Given records —
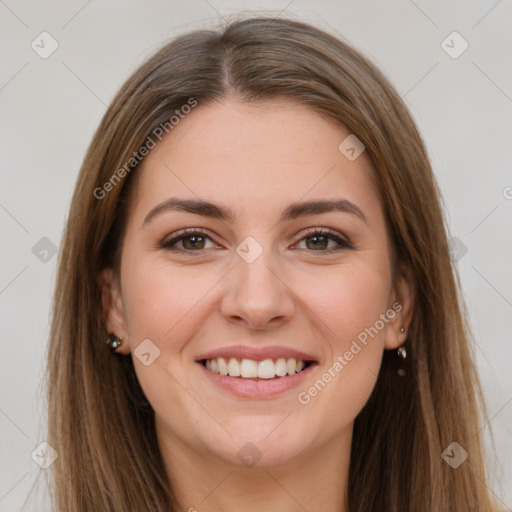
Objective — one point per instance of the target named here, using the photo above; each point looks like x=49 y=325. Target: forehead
x=254 y=157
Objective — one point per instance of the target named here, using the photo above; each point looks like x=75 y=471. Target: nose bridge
x=256 y=292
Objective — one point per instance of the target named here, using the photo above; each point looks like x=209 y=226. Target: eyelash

Work task — Drop the images; return the entries above exactly as they appear.

Answer box —
Objective — one point per instance of the target named here, using the photo above; each point looks like x=49 y=325. Target: forehead
x=254 y=157
Objective — one point per instance of the target named here, using the photo above; each point looks like x=75 y=471. Target: nose bridge
x=256 y=292
Objective — one point per instance of the target named here, using the photo above; each point looks like x=209 y=226. Target: eyelash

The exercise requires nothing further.